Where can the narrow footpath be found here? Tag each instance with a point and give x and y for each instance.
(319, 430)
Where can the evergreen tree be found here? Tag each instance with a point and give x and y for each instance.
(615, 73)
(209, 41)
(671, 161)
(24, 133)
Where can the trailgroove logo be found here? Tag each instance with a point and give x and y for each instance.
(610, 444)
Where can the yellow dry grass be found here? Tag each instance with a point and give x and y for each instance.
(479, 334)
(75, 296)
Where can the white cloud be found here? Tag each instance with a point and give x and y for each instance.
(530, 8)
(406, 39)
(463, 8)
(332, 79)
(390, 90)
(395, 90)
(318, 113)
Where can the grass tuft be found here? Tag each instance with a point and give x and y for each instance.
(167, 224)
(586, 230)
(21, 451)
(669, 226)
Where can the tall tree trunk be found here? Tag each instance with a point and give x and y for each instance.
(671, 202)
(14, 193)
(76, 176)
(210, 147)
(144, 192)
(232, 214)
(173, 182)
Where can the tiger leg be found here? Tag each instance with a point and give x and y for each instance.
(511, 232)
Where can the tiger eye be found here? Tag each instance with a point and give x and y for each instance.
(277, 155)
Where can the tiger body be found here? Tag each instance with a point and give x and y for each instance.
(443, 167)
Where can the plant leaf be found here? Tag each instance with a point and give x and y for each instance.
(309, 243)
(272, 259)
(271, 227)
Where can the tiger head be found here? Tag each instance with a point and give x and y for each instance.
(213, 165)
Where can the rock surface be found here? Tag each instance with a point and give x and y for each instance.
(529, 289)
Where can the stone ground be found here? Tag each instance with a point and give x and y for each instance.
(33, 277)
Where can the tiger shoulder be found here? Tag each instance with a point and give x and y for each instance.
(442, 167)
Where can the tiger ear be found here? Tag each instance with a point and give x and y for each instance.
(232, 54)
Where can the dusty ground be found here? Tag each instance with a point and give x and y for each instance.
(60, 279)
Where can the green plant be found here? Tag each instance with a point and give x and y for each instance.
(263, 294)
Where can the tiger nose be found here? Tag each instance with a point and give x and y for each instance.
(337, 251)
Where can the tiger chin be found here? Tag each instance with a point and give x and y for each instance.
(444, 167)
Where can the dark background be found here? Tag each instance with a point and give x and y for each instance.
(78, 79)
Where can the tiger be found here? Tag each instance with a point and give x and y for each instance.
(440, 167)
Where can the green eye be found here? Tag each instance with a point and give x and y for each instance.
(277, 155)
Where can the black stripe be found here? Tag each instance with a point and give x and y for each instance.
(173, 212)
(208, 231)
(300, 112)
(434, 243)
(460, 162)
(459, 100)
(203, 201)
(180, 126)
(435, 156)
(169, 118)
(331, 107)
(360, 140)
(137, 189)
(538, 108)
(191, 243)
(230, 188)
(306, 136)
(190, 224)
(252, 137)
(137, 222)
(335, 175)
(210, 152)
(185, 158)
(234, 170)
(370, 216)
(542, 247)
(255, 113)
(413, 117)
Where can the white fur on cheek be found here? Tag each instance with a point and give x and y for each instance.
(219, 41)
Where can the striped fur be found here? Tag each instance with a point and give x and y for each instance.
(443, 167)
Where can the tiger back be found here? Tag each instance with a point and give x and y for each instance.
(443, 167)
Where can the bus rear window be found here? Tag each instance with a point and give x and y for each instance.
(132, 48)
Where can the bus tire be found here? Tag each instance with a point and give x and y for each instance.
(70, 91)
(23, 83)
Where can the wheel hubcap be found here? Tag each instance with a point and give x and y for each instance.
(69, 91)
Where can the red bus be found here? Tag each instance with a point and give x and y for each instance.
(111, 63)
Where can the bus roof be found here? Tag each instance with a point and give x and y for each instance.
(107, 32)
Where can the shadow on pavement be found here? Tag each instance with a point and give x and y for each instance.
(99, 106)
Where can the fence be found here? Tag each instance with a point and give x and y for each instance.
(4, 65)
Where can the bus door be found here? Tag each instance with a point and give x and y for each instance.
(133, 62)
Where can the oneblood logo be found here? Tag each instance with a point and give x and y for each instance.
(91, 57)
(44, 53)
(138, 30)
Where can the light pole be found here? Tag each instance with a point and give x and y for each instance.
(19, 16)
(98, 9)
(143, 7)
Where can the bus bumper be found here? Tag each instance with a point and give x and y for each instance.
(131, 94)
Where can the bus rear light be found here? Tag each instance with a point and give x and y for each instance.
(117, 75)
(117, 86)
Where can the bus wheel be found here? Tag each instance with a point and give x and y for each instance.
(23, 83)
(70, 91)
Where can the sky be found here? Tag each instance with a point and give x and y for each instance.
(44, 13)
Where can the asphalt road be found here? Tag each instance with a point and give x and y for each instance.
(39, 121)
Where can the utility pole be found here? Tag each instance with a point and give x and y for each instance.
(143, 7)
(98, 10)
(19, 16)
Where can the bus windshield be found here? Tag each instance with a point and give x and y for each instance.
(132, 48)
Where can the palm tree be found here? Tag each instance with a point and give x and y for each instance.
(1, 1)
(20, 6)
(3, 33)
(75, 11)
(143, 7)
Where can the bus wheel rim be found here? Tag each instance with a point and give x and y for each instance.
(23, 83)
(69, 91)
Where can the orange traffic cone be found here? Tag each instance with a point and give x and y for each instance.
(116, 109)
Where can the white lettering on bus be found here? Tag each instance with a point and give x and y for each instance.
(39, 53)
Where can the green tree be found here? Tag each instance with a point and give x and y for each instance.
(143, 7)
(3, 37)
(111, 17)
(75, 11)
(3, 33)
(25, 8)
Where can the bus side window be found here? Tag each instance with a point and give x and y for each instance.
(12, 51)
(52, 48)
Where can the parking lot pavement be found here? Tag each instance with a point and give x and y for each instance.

------------------------------------------------------------

▶ [Problem description]:
Convert every line of the records above into a JSON list of strings, with one string per line and no entries for blank lines.

▶ [Answer below]:
[
  "Where can the narrow footpath be found here? Tag each instance with a point and give x and y for each instance.",
  "(319, 430)",
  "Where can the evergreen tree be found here? Tag each instance with a point and give x and y for each instance.",
  "(615, 73)",
  "(209, 41)",
  "(671, 161)",
  "(24, 133)",
  "Where can the trailgroove logo be found here? Tag each instance with a point and give x and y for each instance.",
  "(610, 444)",
  "Where can the yellow dry grass be found here? Tag each instance with a point and give x and y for each instance.",
  "(479, 334)",
  "(75, 296)",
  "Where can the white cloud be found here? Tag each instance with a point and give x and y for each instance.",
  "(530, 8)",
  "(406, 39)",
  "(463, 8)",
  "(332, 79)",
  "(390, 90)",
  "(395, 90)",
  "(318, 113)",
  "Where can the grass tuft be found here? Tag each instance with a point and give x and y for each instance.",
  "(167, 224)",
  "(586, 230)",
  "(21, 451)",
  "(669, 226)",
  "Where can the tall tree trunk be found here? Tag each instance with a point and give x and y for each instance.",
  "(671, 202)",
  "(14, 193)",
  "(76, 176)",
  "(210, 147)",
  "(144, 192)",
  "(232, 214)",
  "(173, 182)",
  "Where can the tiger leg be found here? Tag each instance with a point and give x and y for each instance.",
  "(511, 232)",
  "Where can the tiger eye be found here? Tag each instance with a point and give x and y for each instance.",
  "(277, 155)",
  "Where can the tiger body be found here? Tag each instance with a point and give x and y for each instance.",
  "(443, 167)",
  "Where can the plant leaf be found here? Tag each instance with a point and give x and y for each instance.",
  "(309, 243)",
  "(272, 259)",
  "(271, 227)",
  "Where can the tiger head be found here? Tag each instance with a point and give x and y for each instance.",
  "(213, 165)",
  "Where can the rock surface be found here? Tag each instance with a point and give x and y for each instance.",
  "(529, 289)",
  "Where can the stone ground be found here? Tag each instance with a point and give x and y for each instance.",
  "(33, 277)",
  "Where can the tiger shoulder be found here? Tag each instance with a point and give x and y for each instance.",
  "(442, 167)",
  "Where can the tiger ear be found here? Tag each instance with a point and give x and y for each instance.",
  "(232, 54)",
  "Where can the dusty ground be found here? Tag each instance with a point and give x and y for each instance.",
  "(60, 279)",
  "Where can the green plant be found here? Tag each instance with a point and give x and y for each instance.",
  "(263, 294)",
  "Where can the tiger nose be found here? Tag each instance with a point and give x and y for each instance.",
  "(337, 251)",
  "Where can the tiger chin be found here? Tag each instance with a point and give x and y for each instance.",
  "(444, 167)",
  "Where can the dark background be found here? Tag each instance with a point and give x and y for each instance.",
  "(78, 79)",
  "Where can the tiger be found here? Tag each instance with a point and give x and y for each instance.",
  "(440, 167)",
  "Where can the green eye be found here? Tag each instance with a point and give x and y for each instance.",
  "(277, 155)",
  "Where can the black stripe be found here? Tag each instance with a point and give x and y for each instance.",
  "(173, 212)",
  "(208, 231)",
  "(300, 112)",
  "(434, 243)",
  "(460, 162)",
  "(459, 100)",
  "(203, 201)",
  "(180, 126)",
  "(435, 156)",
  "(169, 118)",
  "(331, 107)",
  "(360, 140)",
  "(137, 189)",
  "(538, 108)",
  "(191, 243)",
  "(230, 188)",
  "(306, 136)",
  "(190, 224)",
  "(252, 137)",
  "(137, 222)",
  "(335, 175)",
  "(210, 152)",
  "(185, 158)",
  "(234, 170)",
  "(370, 216)",
  "(542, 247)",
  "(255, 113)",
  "(413, 117)",
  "Where can the white fur on cheek be found here? Tag each instance with a point and give x and y for each instance.",
  "(219, 41)",
  "Where can the striped fur be found here? Tag each instance with a point and give x and y for each instance.",
  "(443, 167)",
  "Where can the tiger back be found here? Tag each instance with a point and give x and y for each instance.",
  "(443, 167)",
  "Where can the bus rear window be found here? Tag each instance with a point and give x and y for each instance.",
  "(132, 48)",
  "Where can the bus tire be found here? Tag each instance with a point and give x and y for each instance.",
  "(70, 91)",
  "(23, 83)",
  "Where can the wheel hubcap be found here? Tag each instance with a point and give x and y for each instance.",
  "(69, 91)",
  "Where can the red bus be found here? Tag each instance with a point and give x and y for each instance.",
  "(111, 63)",
  "Where can the bus roof be found here? Tag each instance with a point and give x and y for each instance.",
  "(107, 32)",
  "Where can the shadow on pavement be found here? Tag each instance with a point and give x and y for each instance.",
  "(99, 106)",
  "Where can the fence be found here? Tag each instance with a point and give x and y for each instance.",
  "(4, 65)",
  "Where can the bus door be found here? Tag each instance with a point and give x and y for each instance.",
  "(133, 62)",
  "Where can the oneblood logo be found here? Tag each instance with a point and give x and y for each instance.",
  "(91, 57)",
  "(44, 53)",
  "(138, 30)",
  "Where can the light pole be found here? Tag each instance with a point and give x and y for each instance.",
  "(19, 16)",
  "(98, 9)",
  "(143, 7)",
  "Where can the bus bumper be found here? Tag each instance with a point and give x and y for each instance.",
  "(131, 94)",
  "Where can the bus rear light be found here? Tag each instance with a point and give x and y for each instance.",
  "(117, 75)",
  "(117, 86)",
  "Where can the bus wheel be found here? Tag each instance with a point and give x and y for each instance.",
  "(23, 83)",
  "(70, 91)",
  "Where can the sky be found here? Tag each instance with a point and give x and y for each instance.",
  "(44, 13)",
  "Where can the asphalt road be found here? Tag each instance with a point and give x and y for each instance.",
  "(39, 121)",
  "Where can the utility pole be found here? Tag each instance with a point and give x and y for each instance.",
  "(143, 7)",
  "(98, 10)",
  "(19, 16)",
  "Where can the bus windshield be found here? Tag each instance with a point and give x and y for each instance.",
  "(132, 48)",
  "Where can the palm tree be found here? Tag each instance with a point and give x and y for each instance.",
  "(1, 1)",
  "(20, 6)",
  "(3, 33)",
  "(75, 11)",
  "(143, 7)",
  "Where can the bus wheel rim be found here? Tag each instance with a point and give x and y for each instance.",
  "(23, 83)",
  "(69, 91)",
  "Where can the orange traffic cone be found here? Tag each instance with a point and give x and y for each instance.",
  "(116, 109)",
  "Where can the white lettering on bus be found here? Tag each instance with a point and give x and y for each instance.",
  "(39, 53)",
  "Where can the green tree be found here? Tag each instance with a point and give x and y for each instance.",
  "(143, 7)",
  "(3, 37)",
  "(111, 17)",
  "(75, 11)",
  "(3, 33)",
  "(25, 8)",
  "Where can the bus side window be found here? Tag each instance with a point and give x and y for each instance.",
  "(12, 51)",
  "(52, 48)",
  "Where can the parking lot pavement be found here? Tag each instance with a point and give x and y for each instance."
]